» **Texto citado**
Passem-se dias, horas, meses, anos
Amadureçam as ilusões da vida
Prossiga ela sempre dividida
Entre compensações e desenganos.

Faça-se a carne mais envilecida
Diminuam os bens, cresçam os danos
Vença o ideal de andar caminhos planos
Melhor que levar tudo de vencida.

Queira-se antes ventura que aventura
À medida que a têmpora embranquece
E fica tenra a fibra que era dura.

E eu te direi: amiga minha, esquece…
Que grande é este amor meu de criatura
Que vê envelhecer e não envelhece.

Rio, 1942

Estrutura da obra

Publicado em 1954, Antologia Poética reúne 6 livros de Vinícius de Moraes (O caminho para a distância, 1933; Forma e exegese, 1935; Ariana, a mulher, 1936; Cinco Elegias, 1943; Poemas, sonetos e baladas, 1946; Novos Poemas II, 1959) bem como algumas obras de publicações independentes em jornais ou da sua fase de compositor e letrista de músicas, numa coletânea de um pouco mais de 300 páginas.

Para melhor compreender o conteúdo desta obra, faz-se necessário entender as fases da produção poética do autor ao decorrer do livro, que pode ser dividida em três etapas diferentes.

A primeira fase, busca retratar o amor em toda a sua liquidez, devido às experiências e as vivências amorosas do próprio autor, que procura retratar a convergência desse sentimento entre o universo metafísico e o universo material, ou seja, uma concepção em dimensões físicas e espirituais do amor.

RECEITA DE MULHER

As muito feias que me perdoem
Mas beleza é fundamental. É preciso
Que haja qualquer coisa de flor em tudo isso
Qualquer coisa de dança, qualquer coisa de haute couture
Em tudo isso (ou então
Que a mulher se socialize elegantemente em azul,
como na República Popular Chinesa).
Não há meio-termo possível. É preciso
Que tudo isso seja belo. É preciso que súbito
Tenha-se a impressão de ver uma garça apenas pousada e que um rosto
Adquira de vez em quando essa cor só encontrável no terceiro minuto da aurora.
É preciso que tudo isso seja sem ser, mas que se reflita e desabroche
No olhar dos homens. É preciso, é absolutamente preciso
Que seja tudo belo e inesperado. É preciso que umas pálpebras cerradas
Lembrem um verso de Éluard e que se acaricie nuns braços
Alguma coisa além da carne: que se os toque
Como o âmbar de uma tarde. Ah, deixai-me dizer-vos
Que é preciso que a mulher que ali está como a corola ante o pássaro
Seja bela ou tenha pelo menos um rosto que lembre um templo e
Seja leve como um resto de nuvem: mas que seja uma nuvem
Com olhos e nádegas. Nádegas é importantíssimo. Olhos, então
Nem se fala, que olhem com certa maldade inocente. Uma boca
Fresca (nunca úmida!) é também de extrema pertinência.

» **Tarefas**
(A) Reproduza o trecho do texto citado que vai de "As muito feias" até "minuto da aurora.", substituindo "garça" por "gaivota".
(B) Organize em lista numerada as linhas dos registros que vão da que contém "Hey team, new labeling batch. Target class is tree." até a que contém "35, 15, 58]]", ambas incluídas. Deixe de fora as linhas em branco.
O texto citado e os registros não têm relação entre si.

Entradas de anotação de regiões

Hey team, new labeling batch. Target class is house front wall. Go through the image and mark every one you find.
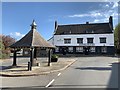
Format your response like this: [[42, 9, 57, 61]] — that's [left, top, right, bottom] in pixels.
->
[[53, 33, 114, 46], [52, 33, 114, 54]]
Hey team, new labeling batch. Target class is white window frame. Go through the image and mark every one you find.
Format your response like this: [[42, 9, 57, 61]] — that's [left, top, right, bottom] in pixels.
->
[[55, 47, 59, 52], [90, 47, 95, 52], [76, 47, 84, 52], [68, 47, 73, 52], [101, 47, 107, 53], [64, 38, 71, 44]]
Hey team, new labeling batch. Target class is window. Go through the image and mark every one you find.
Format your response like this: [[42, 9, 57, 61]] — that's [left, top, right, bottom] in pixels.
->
[[100, 38, 106, 43], [77, 38, 83, 44], [90, 47, 95, 52], [87, 38, 93, 43], [76, 47, 83, 52], [64, 39, 71, 44], [101, 47, 107, 53], [55, 47, 59, 52], [68, 47, 73, 52]]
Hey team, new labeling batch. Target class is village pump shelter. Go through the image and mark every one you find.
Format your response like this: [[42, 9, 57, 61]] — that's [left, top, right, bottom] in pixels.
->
[[10, 20, 54, 69]]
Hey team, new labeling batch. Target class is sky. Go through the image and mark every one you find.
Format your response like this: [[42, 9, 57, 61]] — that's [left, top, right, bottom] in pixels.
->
[[2, 2, 119, 40]]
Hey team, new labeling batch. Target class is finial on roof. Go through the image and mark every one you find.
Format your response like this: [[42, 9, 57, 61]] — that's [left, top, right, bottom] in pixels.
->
[[30, 19, 37, 30]]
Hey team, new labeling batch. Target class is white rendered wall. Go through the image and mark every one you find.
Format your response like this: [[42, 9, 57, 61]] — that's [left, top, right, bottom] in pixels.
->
[[53, 33, 114, 46]]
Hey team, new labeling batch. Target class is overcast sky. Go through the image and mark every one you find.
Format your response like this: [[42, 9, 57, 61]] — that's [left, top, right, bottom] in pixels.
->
[[2, 2, 118, 40]]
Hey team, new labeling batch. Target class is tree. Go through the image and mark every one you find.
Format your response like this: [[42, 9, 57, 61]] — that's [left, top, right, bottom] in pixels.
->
[[2, 35, 16, 49], [114, 23, 120, 52], [0, 35, 15, 58]]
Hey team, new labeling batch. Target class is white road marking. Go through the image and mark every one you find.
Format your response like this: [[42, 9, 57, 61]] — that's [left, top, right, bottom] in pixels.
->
[[45, 79, 55, 88], [58, 73, 61, 76]]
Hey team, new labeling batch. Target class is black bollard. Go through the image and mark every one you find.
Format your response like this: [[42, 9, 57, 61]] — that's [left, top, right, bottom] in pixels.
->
[[28, 62, 32, 71]]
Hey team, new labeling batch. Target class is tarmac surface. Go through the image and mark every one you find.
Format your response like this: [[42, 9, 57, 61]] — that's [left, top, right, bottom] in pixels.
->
[[0, 58, 76, 77]]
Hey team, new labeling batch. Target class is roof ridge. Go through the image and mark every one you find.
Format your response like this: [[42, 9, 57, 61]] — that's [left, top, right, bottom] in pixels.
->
[[58, 22, 109, 26]]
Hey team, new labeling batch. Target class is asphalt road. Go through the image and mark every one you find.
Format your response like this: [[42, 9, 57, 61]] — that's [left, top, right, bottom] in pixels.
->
[[0, 57, 118, 90], [51, 57, 118, 88]]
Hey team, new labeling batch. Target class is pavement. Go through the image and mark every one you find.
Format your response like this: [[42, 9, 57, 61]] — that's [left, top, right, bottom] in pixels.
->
[[0, 58, 76, 77]]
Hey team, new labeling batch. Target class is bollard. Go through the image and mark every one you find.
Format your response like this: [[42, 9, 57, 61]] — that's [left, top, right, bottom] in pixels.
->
[[28, 62, 30, 71], [28, 62, 32, 71]]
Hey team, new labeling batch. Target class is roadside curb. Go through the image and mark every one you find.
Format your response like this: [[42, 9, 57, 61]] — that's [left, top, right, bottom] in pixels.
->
[[0, 60, 76, 77]]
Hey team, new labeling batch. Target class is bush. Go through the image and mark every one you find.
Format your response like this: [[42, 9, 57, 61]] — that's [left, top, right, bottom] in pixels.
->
[[51, 54, 58, 62], [51, 54, 58, 58]]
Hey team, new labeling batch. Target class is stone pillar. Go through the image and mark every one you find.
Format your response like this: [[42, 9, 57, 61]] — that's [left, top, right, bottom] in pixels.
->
[[12, 50, 17, 66], [48, 49, 51, 66], [30, 48, 34, 67]]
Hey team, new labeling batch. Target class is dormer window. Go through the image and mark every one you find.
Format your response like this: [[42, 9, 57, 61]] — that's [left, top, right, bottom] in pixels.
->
[[86, 30, 94, 33]]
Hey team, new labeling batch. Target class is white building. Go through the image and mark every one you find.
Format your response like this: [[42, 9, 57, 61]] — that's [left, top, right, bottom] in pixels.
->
[[49, 16, 114, 54]]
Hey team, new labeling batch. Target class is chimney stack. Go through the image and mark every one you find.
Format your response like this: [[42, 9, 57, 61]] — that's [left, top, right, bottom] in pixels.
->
[[109, 16, 113, 30], [55, 21, 57, 29], [86, 22, 89, 24]]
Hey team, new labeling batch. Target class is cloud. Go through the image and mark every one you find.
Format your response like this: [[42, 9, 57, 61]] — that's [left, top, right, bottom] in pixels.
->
[[112, 2, 118, 9], [68, 2, 118, 23], [10, 32, 25, 40]]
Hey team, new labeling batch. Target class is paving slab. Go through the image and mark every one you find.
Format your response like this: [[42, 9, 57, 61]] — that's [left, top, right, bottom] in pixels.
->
[[0, 58, 76, 77]]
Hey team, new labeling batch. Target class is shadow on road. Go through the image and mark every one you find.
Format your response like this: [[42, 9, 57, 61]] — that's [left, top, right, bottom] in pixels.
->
[[108, 63, 120, 88], [0, 66, 12, 70], [75, 67, 112, 71]]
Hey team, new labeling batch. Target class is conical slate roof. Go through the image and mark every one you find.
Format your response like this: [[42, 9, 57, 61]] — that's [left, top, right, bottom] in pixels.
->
[[10, 20, 54, 48]]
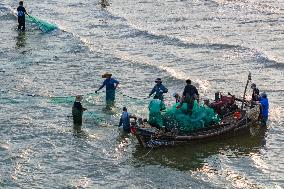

» **Soluções dos exercícios**
(A)
As muito feias que me perdoem
Mas beleza é fundamental. É preciso
Que haja qualquer coisa de flor em tudo isso
Qualquer coisa de dança, qualquer coisa de haute couture
Em tudo isso (ou então
Que a mulher se socialize elegantemente em azul,
como na República Popular Chinesa).
Não há meio-termo possível. É preciso
Que tudo isso seja belo. É preciso que súbito
Tenha-se a impressão de ver uma gaivota apenas pousada e que um rosto
Adquira de vez em quando essa cor só encontrável no terceiro minuto da aurora.

(B)
1. Hey team, new labeling batch. Target class is tree. Go through the image and mark every one you find.
2. Format your response like this: [[42, 9, 57, 61]] — that's [left, top, right, bottom] in pixels.
3. ->
4. [[2, 35, 16, 49], [114, 23, 120, 52], [0, 35, 15, 58]]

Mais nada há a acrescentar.